─── Records shown

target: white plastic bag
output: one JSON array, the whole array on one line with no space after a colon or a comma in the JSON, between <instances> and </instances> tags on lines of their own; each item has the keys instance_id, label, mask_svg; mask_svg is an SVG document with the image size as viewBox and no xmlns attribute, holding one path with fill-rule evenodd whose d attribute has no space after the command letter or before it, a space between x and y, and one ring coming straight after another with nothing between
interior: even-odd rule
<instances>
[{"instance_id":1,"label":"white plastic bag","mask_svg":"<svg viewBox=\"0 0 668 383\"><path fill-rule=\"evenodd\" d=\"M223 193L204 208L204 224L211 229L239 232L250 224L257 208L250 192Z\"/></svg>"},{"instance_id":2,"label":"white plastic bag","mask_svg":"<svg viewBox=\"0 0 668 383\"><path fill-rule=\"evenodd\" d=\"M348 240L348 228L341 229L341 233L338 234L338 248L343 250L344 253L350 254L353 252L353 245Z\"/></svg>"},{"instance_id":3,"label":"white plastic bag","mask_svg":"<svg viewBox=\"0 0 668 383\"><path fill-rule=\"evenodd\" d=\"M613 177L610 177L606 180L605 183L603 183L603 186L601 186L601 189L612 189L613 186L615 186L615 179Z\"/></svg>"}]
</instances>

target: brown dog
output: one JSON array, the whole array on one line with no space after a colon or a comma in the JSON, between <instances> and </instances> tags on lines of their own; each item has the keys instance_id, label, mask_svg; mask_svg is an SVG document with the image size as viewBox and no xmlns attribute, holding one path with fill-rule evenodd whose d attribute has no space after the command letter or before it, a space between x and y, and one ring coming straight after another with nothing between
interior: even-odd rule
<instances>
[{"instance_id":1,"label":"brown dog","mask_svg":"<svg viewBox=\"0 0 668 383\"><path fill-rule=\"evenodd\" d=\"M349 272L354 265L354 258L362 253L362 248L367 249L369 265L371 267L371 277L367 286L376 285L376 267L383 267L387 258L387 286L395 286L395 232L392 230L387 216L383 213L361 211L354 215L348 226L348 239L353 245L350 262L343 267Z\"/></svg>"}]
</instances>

──────

Task brief:
Lay out every line of the rows above as a numbered list, leaving out the blank lines.

Completed task:
1. target: white plastic bag
2. output: one JSON array, the whole array on one line with no space after a colon or a comma in the JSON, between <instances> and </instances> tags on lines of their own; each item has the keys instance_id, label, mask_svg; mask_svg is an SVG document with the image size as viewBox and no xmlns attribute, holding one path with fill-rule evenodd whose d attribute has no space after the command letter or before it, a space between x and y, and one ring coming straight after another with nothing between
3. interior: even-odd rule
4. <instances>
5. [{"instance_id":1,"label":"white plastic bag","mask_svg":"<svg viewBox=\"0 0 668 383\"><path fill-rule=\"evenodd\" d=\"M223 193L204 208L204 224L211 229L239 232L250 224L257 208L250 192Z\"/></svg>"},{"instance_id":2,"label":"white plastic bag","mask_svg":"<svg viewBox=\"0 0 668 383\"><path fill-rule=\"evenodd\" d=\"M348 240L348 228L341 229L341 233L338 234L338 248L343 250L344 253L350 254L353 252L353 245Z\"/></svg>"},{"instance_id":3,"label":"white plastic bag","mask_svg":"<svg viewBox=\"0 0 668 383\"><path fill-rule=\"evenodd\" d=\"M613 177L610 177L606 180L605 183L603 183L603 186L601 186L601 189L612 189L613 186L615 186L615 179Z\"/></svg>"}]
6. </instances>
7. target: brown dog
8. output: one JSON array, the whole array on one line with no space after a colon or a comma in the JSON, between <instances> and </instances> tags on lines of their own; each item has the keys instance_id, label, mask_svg; mask_svg is an SVG document with the image size as viewBox and no xmlns attribute, holding one path with fill-rule evenodd whose d attribute has no space after the command letter or before it, a space between x and y, and one ring coming straight after another with nothing between
9. interior: even-odd rule
10. <instances>
11. [{"instance_id":1,"label":"brown dog","mask_svg":"<svg viewBox=\"0 0 668 383\"><path fill-rule=\"evenodd\" d=\"M349 272L354 265L354 258L362 253L362 248L367 249L369 265L371 267L371 277L367 286L376 285L376 267L383 267L387 258L387 286L395 286L395 232L392 230L387 216L383 213L361 211L354 215L348 226L348 239L353 245L350 262L343 267Z\"/></svg>"}]
12. </instances>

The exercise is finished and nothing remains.